Listing from a point labeling set:
************

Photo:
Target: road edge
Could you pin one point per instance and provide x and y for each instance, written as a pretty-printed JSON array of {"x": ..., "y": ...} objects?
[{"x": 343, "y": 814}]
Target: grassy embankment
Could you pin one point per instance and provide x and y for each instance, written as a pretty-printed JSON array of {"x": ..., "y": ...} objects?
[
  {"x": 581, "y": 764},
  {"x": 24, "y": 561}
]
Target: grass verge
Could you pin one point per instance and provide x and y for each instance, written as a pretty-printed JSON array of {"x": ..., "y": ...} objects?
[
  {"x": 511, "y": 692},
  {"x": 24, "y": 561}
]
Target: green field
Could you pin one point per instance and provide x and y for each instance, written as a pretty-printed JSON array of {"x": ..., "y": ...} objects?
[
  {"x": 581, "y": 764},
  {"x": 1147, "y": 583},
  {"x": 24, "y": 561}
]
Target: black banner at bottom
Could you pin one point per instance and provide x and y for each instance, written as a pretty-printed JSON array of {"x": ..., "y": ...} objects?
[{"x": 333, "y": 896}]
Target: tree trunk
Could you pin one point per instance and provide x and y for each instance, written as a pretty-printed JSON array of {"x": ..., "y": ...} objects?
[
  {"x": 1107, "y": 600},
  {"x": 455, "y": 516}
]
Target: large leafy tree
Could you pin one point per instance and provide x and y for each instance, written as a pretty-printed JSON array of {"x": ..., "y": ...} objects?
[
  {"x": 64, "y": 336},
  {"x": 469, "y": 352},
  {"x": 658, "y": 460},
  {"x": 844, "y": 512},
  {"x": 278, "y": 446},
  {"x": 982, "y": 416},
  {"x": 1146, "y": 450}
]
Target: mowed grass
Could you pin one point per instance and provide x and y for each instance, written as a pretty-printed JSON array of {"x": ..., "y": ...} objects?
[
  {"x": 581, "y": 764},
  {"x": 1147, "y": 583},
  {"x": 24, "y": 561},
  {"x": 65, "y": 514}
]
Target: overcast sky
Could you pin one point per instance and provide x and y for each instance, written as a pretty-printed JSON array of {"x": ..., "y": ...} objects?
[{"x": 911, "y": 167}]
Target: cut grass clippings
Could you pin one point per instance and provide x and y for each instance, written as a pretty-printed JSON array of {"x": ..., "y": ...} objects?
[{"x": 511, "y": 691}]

************

▸ **Stated task**
Update everything from the line that contains "Target: black banner at bottom" down to the end of the listing, replacing "overcast" with "cloudy" and leaving all else unchanged. Give back only those lines.

▸ **Solution to this problem**
Target: black banner at bottom
Could you pin one point per instance and provide x and y for each instance, written as a pretty-printed JSON array of {"x": ..., "y": ...} objects?
[{"x": 333, "y": 896}]
Target: tree trunk
Could you pin one point per instance and provide x and y for each instance, written as a pretty-printed JSON array of {"x": ..., "y": ...} objects?
[
  {"x": 1107, "y": 600},
  {"x": 455, "y": 516}
]
Target: large leafy tree
Could you pin one point per instance and provide x and y for each instance, written as a pretty-printed JSON array of {"x": ..., "y": ...} objects?
[
  {"x": 64, "y": 336},
  {"x": 469, "y": 352},
  {"x": 658, "y": 460},
  {"x": 844, "y": 512},
  {"x": 278, "y": 446},
  {"x": 982, "y": 416},
  {"x": 1146, "y": 450}
]
Target: mowed grass
Could you pin one point per instance and provide x and y for each instance, written as a pretty-printed JSON array of {"x": ..., "y": ...} objects?
[
  {"x": 581, "y": 764},
  {"x": 1147, "y": 583},
  {"x": 24, "y": 561},
  {"x": 65, "y": 514}
]
Target: cloudy sky
Could you pin one point per instance and provide x and y for each instance, written as a pretty-printed JSON array of {"x": ..., "y": ...} objects?
[{"x": 911, "y": 167}]
Target: cut grass clippings
Could you pin one point per instance and provide x and y for each instance, written as a pretty-printed JSON array of {"x": ..., "y": ...} objects?
[{"x": 511, "y": 691}]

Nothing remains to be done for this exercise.